** begin Records for the exercise **

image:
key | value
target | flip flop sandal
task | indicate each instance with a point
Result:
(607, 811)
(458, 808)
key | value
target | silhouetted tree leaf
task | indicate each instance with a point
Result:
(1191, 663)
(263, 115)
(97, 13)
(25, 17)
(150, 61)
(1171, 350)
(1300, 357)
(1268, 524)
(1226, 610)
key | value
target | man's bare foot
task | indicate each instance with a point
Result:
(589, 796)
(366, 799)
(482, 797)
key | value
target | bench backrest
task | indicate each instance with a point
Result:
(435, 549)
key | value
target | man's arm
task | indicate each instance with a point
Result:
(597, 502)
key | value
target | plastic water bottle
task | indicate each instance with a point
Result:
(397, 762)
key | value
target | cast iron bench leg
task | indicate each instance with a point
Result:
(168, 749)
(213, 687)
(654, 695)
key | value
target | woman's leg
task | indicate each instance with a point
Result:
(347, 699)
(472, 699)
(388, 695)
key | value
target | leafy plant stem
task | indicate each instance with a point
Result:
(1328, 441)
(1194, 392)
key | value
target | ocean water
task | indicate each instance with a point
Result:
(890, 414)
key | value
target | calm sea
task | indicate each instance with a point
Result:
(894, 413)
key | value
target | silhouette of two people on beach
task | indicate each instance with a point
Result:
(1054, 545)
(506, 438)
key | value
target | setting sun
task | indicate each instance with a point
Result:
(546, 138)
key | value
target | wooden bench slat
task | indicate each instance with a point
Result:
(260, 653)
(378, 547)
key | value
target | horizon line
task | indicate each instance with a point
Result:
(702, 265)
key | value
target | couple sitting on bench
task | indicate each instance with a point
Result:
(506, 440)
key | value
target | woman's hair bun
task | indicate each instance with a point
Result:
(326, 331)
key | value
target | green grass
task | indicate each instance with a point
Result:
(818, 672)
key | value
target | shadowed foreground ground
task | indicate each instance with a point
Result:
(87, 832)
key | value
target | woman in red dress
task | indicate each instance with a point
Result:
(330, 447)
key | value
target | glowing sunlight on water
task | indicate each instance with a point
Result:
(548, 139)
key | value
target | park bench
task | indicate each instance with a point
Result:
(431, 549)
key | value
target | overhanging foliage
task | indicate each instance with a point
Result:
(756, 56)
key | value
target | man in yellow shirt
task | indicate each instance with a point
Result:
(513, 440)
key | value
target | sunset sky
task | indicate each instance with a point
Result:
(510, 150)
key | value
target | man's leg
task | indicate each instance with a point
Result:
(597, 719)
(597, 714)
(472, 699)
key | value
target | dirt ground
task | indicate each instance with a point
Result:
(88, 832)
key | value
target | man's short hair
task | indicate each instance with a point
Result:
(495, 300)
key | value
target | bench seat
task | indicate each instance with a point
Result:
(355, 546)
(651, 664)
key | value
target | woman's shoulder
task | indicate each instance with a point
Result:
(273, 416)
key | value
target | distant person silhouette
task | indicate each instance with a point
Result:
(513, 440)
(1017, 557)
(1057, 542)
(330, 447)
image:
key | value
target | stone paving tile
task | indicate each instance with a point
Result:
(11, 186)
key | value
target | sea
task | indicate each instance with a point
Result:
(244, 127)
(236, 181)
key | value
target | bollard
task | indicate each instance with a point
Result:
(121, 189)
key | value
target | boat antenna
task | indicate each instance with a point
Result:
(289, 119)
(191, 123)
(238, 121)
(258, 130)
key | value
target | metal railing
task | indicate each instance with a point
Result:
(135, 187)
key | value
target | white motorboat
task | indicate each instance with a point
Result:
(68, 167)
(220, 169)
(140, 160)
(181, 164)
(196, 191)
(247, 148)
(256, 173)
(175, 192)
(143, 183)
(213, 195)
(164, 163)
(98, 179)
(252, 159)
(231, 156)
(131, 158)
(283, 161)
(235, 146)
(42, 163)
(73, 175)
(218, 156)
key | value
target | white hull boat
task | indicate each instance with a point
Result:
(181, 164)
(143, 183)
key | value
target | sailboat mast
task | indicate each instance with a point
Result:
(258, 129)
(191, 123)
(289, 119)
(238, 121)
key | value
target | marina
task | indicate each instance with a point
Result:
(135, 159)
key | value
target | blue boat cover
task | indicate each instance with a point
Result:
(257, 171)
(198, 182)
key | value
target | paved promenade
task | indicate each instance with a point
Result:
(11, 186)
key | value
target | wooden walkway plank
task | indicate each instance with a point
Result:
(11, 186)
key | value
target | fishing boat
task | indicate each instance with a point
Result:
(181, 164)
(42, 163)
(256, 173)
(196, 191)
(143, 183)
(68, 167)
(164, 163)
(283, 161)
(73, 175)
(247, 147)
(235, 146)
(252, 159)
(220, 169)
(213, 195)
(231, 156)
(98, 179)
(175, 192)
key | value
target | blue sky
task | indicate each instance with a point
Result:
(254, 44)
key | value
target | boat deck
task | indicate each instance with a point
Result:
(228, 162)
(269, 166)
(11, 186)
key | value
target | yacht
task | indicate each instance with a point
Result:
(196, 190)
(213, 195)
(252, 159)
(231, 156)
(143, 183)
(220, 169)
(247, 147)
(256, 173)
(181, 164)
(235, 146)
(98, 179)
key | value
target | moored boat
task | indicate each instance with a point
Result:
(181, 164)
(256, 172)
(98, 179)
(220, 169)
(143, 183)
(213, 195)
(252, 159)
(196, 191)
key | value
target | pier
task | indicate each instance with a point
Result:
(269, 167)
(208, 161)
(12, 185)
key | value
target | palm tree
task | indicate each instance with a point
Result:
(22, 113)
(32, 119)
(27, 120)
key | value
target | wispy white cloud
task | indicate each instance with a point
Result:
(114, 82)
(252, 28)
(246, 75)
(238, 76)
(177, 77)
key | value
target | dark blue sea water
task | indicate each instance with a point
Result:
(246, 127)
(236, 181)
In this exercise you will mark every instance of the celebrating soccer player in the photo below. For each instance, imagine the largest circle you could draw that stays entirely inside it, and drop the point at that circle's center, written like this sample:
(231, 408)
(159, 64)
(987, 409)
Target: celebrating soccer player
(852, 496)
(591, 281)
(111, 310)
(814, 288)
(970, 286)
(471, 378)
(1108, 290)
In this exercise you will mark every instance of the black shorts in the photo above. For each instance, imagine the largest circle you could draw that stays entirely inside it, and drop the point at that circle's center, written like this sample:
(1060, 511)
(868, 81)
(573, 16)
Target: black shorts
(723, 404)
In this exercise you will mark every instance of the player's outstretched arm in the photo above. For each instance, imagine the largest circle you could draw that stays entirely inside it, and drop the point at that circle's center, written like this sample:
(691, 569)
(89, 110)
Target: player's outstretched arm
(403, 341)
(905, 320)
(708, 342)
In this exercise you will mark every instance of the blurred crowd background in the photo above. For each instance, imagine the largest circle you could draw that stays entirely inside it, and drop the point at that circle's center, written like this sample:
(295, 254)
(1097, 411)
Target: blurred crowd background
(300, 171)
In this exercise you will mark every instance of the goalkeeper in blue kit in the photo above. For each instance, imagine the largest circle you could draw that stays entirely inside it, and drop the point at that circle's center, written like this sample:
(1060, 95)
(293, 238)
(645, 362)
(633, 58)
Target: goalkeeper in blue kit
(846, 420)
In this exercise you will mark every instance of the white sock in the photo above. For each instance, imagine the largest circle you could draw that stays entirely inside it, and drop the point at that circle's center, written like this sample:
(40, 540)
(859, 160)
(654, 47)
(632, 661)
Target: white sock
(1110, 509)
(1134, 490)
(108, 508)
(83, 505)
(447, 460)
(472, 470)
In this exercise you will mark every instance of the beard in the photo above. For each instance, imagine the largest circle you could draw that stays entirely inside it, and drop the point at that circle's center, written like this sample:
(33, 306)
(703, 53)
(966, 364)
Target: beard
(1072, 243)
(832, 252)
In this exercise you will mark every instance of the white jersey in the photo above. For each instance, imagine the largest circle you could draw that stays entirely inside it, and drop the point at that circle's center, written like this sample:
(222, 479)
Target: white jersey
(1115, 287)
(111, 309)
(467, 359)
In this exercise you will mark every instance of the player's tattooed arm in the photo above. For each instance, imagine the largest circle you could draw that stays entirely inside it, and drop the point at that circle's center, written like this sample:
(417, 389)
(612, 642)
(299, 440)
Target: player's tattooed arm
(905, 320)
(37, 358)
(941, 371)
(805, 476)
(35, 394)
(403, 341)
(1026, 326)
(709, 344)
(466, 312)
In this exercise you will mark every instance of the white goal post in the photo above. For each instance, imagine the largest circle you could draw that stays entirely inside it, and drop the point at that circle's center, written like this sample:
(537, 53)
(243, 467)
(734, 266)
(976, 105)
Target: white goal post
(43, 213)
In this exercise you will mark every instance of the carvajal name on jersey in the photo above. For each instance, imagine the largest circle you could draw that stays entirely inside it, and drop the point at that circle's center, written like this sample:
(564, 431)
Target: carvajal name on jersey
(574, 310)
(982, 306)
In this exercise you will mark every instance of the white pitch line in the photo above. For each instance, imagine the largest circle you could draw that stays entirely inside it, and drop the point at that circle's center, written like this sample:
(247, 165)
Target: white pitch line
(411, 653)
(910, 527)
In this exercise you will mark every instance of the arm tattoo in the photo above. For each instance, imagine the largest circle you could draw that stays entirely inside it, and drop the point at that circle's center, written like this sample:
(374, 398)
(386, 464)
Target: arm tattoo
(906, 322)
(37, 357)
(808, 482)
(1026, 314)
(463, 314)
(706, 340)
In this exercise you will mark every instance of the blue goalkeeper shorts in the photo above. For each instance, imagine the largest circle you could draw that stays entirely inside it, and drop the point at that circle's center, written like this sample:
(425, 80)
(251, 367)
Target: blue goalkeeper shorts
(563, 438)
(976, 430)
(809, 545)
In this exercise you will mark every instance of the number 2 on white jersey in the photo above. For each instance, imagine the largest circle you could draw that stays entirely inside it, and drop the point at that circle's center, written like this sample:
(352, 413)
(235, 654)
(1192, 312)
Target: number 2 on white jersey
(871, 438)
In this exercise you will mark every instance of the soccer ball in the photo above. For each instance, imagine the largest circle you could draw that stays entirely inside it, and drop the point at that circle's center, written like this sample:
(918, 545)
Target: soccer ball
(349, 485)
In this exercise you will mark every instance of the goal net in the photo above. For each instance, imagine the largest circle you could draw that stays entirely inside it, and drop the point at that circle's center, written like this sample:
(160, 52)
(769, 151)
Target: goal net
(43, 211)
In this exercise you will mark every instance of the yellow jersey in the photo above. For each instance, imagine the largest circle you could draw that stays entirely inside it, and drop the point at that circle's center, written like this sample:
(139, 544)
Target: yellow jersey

** end Records for the exercise **

■ **What you need to do**
Rewrite the rows above, requests included, from the first line of the rows through the line holding "(1194, 392)", inclusive. Multiply every coordinate in the answers by 1.4 and round to whole numbers, with halves rounded up.

■ **Finished task**
image:
key | value
target | flip flop sandal
task | indicate each instance with a point
Result:
(850, 1135)
(641, 1131)
key | value
target | silhouetted tree leaf
task | indicate each instance with a point
Result:
(1667, 928)
(368, 161)
(136, 18)
(35, 24)
(210, 85)
(1639, 490)
(1820, 500)
(1775, 734)
(1716, 854)
key | value
target | man's bare foot
task | indicate each instance with a point
Result:
(825, 1114)
(512, 1119)
(675, 1116)
key | value
target | bench backrest
task | indicate each instance with a point
Result:
(609, 769)
key | value
target | man's arm
task | indicate each instance with a point
Result:
(836, 703)
key | value
target | plastic water bottle
task | indicate each instance with a point
Result:
(556, 1067)
key | value
target | cast iron bench leg
task | indicate each instance with a point
Result:
(235, 1049)
(298, 962)
(916, 973)
key | value
target | woman's leg
task | indicate each instance with a point
Result:
(486, 979)
(661, 979)
(543, 973)
key | value
target | leafy plant stem
task | indicate each instance with a point
Result:
(1859, 617)
(1672, 549)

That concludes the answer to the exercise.